DESCRIPTION OF THE TASK
Take from the material every line that contains the word "correct".

INPUT MATERIAL
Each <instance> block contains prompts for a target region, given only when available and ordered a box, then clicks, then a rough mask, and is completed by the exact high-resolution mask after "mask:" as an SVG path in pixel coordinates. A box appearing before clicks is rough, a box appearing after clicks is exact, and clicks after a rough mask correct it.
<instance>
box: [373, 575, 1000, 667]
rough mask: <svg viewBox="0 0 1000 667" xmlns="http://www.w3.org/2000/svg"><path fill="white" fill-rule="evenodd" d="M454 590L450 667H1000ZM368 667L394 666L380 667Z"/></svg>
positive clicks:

==

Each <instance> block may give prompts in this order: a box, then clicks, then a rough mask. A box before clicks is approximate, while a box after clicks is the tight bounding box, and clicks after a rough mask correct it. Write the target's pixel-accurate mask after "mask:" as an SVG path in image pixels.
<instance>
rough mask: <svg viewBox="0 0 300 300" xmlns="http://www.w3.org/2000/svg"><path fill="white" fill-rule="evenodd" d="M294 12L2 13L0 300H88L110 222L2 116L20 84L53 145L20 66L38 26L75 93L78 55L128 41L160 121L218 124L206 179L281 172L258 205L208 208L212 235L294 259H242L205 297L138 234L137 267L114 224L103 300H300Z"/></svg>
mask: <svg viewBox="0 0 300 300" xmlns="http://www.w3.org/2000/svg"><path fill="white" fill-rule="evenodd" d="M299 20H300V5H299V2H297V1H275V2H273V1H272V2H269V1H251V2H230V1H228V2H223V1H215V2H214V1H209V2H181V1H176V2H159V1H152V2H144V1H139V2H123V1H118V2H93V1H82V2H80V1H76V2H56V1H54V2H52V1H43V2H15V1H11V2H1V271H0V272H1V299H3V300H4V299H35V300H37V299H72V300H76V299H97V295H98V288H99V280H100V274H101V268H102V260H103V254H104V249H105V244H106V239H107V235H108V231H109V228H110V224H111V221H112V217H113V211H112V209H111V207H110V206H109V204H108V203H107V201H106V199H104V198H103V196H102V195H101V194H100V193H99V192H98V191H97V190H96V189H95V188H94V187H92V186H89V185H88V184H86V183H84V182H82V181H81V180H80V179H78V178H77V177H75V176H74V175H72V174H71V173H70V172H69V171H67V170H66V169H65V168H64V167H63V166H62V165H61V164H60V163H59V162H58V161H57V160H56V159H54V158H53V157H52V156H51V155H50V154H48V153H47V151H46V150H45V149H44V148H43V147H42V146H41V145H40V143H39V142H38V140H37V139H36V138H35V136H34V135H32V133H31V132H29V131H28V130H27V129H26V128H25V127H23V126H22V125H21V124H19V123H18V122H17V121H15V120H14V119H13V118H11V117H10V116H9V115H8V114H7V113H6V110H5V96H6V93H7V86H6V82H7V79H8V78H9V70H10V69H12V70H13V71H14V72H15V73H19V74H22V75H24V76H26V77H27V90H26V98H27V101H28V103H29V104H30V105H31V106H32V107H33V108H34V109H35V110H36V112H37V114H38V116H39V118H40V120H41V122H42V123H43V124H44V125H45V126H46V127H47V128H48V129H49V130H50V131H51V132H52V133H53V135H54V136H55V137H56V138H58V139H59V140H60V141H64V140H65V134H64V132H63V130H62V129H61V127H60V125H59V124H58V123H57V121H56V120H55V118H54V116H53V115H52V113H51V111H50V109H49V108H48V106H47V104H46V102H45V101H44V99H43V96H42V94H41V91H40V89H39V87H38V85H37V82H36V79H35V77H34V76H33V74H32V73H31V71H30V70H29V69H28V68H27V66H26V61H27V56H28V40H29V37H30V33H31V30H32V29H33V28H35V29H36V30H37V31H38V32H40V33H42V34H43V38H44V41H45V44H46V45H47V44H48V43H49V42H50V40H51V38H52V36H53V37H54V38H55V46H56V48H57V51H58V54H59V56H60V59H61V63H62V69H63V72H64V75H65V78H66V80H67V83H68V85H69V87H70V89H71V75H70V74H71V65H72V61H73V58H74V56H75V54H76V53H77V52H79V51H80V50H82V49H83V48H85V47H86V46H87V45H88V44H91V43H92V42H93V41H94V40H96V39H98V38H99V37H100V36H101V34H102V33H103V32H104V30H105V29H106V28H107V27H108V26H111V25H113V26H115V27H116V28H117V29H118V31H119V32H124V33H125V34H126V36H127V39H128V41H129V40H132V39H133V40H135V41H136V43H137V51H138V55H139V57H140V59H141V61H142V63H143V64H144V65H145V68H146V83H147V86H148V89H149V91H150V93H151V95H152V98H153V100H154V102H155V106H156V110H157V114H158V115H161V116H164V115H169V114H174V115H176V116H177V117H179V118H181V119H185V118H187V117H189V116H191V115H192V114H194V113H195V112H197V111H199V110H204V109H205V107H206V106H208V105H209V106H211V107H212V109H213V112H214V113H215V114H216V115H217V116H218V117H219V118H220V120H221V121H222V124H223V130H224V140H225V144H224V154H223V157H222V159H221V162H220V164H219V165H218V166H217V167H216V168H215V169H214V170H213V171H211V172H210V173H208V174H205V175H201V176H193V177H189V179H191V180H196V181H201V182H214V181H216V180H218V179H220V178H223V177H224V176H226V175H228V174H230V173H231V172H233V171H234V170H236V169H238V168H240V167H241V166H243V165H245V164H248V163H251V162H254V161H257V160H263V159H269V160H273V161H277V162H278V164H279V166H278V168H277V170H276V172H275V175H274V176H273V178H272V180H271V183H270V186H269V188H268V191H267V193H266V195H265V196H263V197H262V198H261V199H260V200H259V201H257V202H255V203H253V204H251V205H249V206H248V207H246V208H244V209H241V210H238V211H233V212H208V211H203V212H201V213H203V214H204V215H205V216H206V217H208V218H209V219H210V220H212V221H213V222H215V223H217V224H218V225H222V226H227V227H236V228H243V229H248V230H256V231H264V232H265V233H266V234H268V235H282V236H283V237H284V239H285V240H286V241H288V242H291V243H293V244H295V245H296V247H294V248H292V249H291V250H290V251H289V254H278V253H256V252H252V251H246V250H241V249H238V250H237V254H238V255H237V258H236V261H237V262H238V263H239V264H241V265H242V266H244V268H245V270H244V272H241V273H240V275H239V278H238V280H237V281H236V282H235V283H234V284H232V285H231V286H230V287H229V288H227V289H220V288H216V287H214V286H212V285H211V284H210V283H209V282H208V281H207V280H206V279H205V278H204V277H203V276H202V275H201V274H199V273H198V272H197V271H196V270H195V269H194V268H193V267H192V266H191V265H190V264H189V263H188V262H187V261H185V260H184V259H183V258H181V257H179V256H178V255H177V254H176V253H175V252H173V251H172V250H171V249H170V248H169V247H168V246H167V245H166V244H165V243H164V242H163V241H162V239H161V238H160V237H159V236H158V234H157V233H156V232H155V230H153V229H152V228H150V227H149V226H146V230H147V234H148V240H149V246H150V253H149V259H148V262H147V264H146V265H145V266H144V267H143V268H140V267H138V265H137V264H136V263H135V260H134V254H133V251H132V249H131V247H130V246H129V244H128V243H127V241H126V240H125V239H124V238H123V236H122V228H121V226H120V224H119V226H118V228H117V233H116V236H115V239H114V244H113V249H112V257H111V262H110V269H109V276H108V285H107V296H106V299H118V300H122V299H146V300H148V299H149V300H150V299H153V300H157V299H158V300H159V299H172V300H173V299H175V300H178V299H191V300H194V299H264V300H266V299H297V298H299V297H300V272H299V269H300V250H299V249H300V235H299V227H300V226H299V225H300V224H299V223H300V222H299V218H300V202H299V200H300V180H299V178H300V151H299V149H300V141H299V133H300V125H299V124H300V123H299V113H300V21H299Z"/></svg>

==

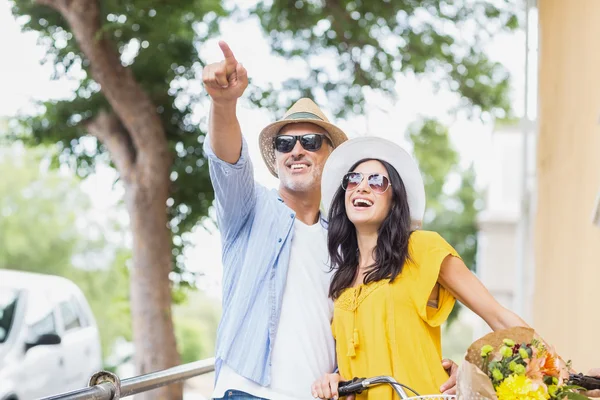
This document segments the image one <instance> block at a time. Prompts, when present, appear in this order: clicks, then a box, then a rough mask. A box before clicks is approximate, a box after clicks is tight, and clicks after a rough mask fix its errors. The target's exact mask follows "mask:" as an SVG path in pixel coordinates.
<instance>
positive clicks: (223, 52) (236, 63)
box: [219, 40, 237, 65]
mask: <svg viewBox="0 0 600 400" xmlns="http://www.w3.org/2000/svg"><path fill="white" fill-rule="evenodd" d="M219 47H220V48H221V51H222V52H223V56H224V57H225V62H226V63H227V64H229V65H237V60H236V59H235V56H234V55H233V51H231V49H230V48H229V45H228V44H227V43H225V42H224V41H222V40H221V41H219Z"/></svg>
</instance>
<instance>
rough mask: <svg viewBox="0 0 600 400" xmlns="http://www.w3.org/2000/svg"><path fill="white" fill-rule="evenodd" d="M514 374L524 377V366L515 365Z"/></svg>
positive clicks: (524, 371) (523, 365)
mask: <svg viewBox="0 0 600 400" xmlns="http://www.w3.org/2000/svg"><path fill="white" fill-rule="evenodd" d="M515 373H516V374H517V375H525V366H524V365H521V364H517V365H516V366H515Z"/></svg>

WRITTEN SOLUTION
Each <instance> block contains prompts for a target region, given only when available and ordered a box, then clicks, then a rough mask, and is completed by the exact high-resolution mask after "mask:" as an SVG path in pixel coordinates. A box appearing before clicks is rough, a box appearing after clicks is exact, and clicks after a rough mask correct it.
Each <instance> block may give prompts in this order: a box, then clicks, then a rough mask. A box before clicks is approximate, while a box after clicks is the tight bounding box, and clicks after a rough mask correct it. Write the target's pixel-accurate mask after "mask:" as an SVG path in image pixels.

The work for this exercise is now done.